▸ **Your task**:
How many lines of the entries below include the word "instance"? Answer with the number alone.

[Saved entries]
-------------------------
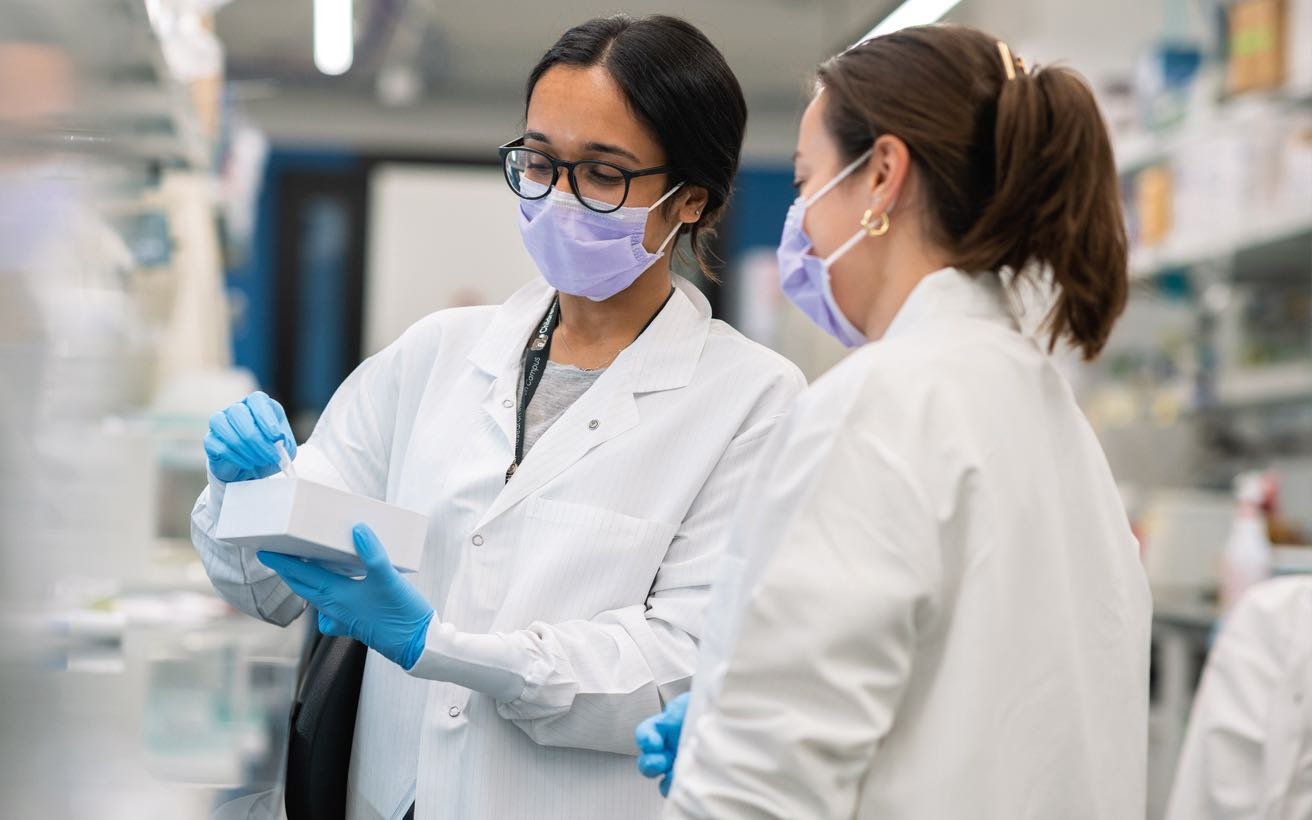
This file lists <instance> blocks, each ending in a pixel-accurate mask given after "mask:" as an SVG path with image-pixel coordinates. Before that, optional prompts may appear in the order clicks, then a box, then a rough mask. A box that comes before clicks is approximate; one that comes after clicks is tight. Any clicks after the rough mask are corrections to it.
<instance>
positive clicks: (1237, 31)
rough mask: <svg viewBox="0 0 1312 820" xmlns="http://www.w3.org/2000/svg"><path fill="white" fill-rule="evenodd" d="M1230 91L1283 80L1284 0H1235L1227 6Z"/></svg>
mask: <svg viewBox="0 0 1312 820" xmlns="http://www.w3.org/2000/svg"><path fill="white" fill-rule="evenodd" d="M1228 24H1229V33H1228V41H1229V58H1228V62H1227V85H1228V88H1229V91H1231V93H1244V92H1248V91H1262V89H1274V88H1279V87H1282V85H1283V84H1284V38H1286V0H1237V1H1236V3H1235V4H1233V5H1231V7H1229V16H1228Z"/></svg>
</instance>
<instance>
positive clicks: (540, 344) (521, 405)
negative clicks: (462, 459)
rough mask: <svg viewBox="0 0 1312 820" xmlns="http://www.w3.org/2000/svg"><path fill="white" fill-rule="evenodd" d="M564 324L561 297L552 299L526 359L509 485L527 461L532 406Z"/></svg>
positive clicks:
-------------------------
▸ **Answer to the problem**:
4